## Try it
Where does the string "marker" occur in the records below? Copy every line that holds it.

====================

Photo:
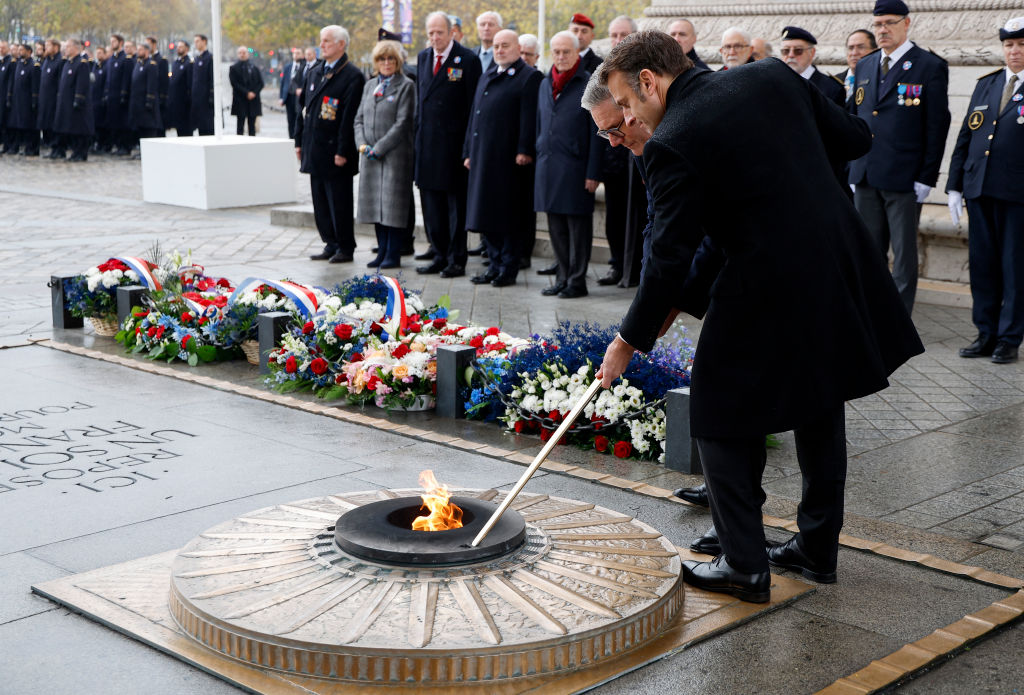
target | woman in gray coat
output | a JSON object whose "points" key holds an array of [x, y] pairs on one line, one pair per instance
{"points": [[384, 130]]}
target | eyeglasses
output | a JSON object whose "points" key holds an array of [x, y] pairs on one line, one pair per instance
{"points": [[877, 26], [608, 132]]}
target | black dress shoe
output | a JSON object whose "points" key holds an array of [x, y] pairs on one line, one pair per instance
{"points": [[788, 556], [1004, 353], [431, 269], [614, 274], [717, 575], [695, 495], [708, 544], [983, 346]]}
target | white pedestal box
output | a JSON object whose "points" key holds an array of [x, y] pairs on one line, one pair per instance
{"points": [[208, 172]]}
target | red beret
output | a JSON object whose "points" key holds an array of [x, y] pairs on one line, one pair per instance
{"points": [[580, 18]]}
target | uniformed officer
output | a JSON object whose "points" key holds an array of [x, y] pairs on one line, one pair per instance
{"points": [[900, 90], [73, 120], [144, 101], [201, 114], [985, 169], [179, 91]]}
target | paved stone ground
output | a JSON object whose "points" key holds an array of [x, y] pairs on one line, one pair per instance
{"points": [[937, 461]]}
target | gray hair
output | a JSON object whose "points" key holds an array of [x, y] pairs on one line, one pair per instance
{"points": [[448, 19], [564, 34], [496, 15], [626, 17], [595, 93]]}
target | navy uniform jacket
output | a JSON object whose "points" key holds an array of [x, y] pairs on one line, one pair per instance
{"points": [[49, 79], [74, 109], [326, 127], [988, 158], [201, 113], [503, 124], [820, 263], [144, 103], [179, 93], [24, 94], [908, 140], [441, 117], [119, 68]]}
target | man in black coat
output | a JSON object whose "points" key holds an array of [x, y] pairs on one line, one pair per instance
{"points": [[246, 86], [500, 148], [446, 78], [799, 265], [325, 142], [73, 120], [179, 91], [201, 113], [901, 92]]}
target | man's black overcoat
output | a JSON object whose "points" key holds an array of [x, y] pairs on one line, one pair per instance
{"points": [[804, 314]]}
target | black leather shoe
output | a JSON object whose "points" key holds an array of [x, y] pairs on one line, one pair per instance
{"points": [[695, 495], [431, 269], [483, 277], [708, 544], [983, 346], [788, 556], [718, 576], [614, 274], [1004, 353]]}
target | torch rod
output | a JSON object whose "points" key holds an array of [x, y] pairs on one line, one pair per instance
{"points": [[548, 445]]}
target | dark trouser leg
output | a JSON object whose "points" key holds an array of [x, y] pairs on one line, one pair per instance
{"points": [[732, 472], [821, 452]]}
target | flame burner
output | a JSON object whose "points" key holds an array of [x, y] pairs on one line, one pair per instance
{"points": [[381, 531]]}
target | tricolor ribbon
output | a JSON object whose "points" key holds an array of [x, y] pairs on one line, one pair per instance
{"points": [[303, 297], [141, 269]]}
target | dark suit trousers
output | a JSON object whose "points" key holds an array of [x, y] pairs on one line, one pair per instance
{"points": [[996, 257], [333, 212], [571, 237], [892, 218], [733, 469], [444, 220]]}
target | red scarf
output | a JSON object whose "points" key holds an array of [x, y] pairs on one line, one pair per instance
{"points": [[559, 80]]}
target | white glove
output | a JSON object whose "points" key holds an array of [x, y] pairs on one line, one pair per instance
{"points": [[955, 205]]}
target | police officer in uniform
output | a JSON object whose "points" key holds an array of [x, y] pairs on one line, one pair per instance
{"points": [[201, 115], [900, 91], [73, 120], [985, 169], [179, 91]]}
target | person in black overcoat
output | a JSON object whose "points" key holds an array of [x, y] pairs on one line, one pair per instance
{"points": [[800, 270], [73, 121], [500, 148], [246, 86], [325, 141], [201, 113], [179, 92]]}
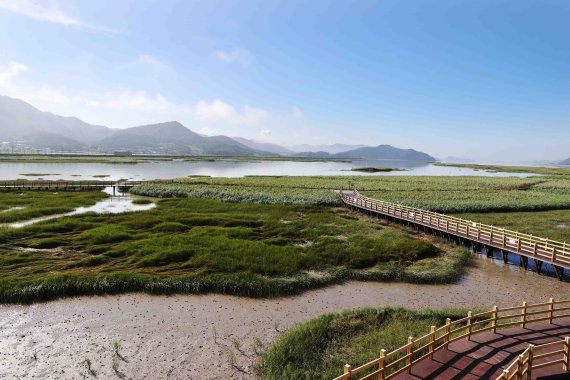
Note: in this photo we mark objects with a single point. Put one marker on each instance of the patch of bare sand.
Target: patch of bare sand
(172, 337)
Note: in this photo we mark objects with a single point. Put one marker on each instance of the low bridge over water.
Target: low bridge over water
(67, 185)
(540, 250)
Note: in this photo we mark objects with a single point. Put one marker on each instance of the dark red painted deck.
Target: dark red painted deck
(486, 355)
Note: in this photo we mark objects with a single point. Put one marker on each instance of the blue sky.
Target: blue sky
(488, 79)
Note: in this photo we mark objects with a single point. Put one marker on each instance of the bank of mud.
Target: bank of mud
(190, 336)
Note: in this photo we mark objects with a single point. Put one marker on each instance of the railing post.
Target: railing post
(431, 341)
(469, 314)
(566, 364)
(447, 331)
(381, 364)
(410, 353)
(347, 371)
(529, 363)
(520, 361)
(550, 310)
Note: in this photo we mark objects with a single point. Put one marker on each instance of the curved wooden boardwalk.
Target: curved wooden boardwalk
(541, 251)
(486, 355)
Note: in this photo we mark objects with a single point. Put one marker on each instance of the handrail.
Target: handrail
(522, 366)
(542, 249)
(388, 365)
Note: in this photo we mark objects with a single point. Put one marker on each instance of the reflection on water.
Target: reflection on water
(115, 204)
(225, 168)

====================

## Expected output
Note: in this photo we mark objects with a single point. Put one marker on each instance of the patch of bare sand.
Note: in this photo we mark objects with a single point. Put one marker on each instance of the low bridge over water.
Note: in this photo we mark objects with a single point. Put one marker on each instance of the dark red painted deck.
Note: in this photo we mark objects with a single point. Put one marker on each instance of the blue sky.
Note: in this photo we mark objects with a single point. Put one marker on each instance of the bank of mud.
Note: in this photo we mark objects with a single point. Put one marker on each instance of the railing post.
Note: in this photo we mark objects with a single point. Put one marker on each instance of the curved wooden boardwalk.
Note: in this photo we mark objects with a single point. Put one marker on each instance of the handrail.
Note: in this photo we mark objects with a single point. Put one marker on each instance of the reflection on water.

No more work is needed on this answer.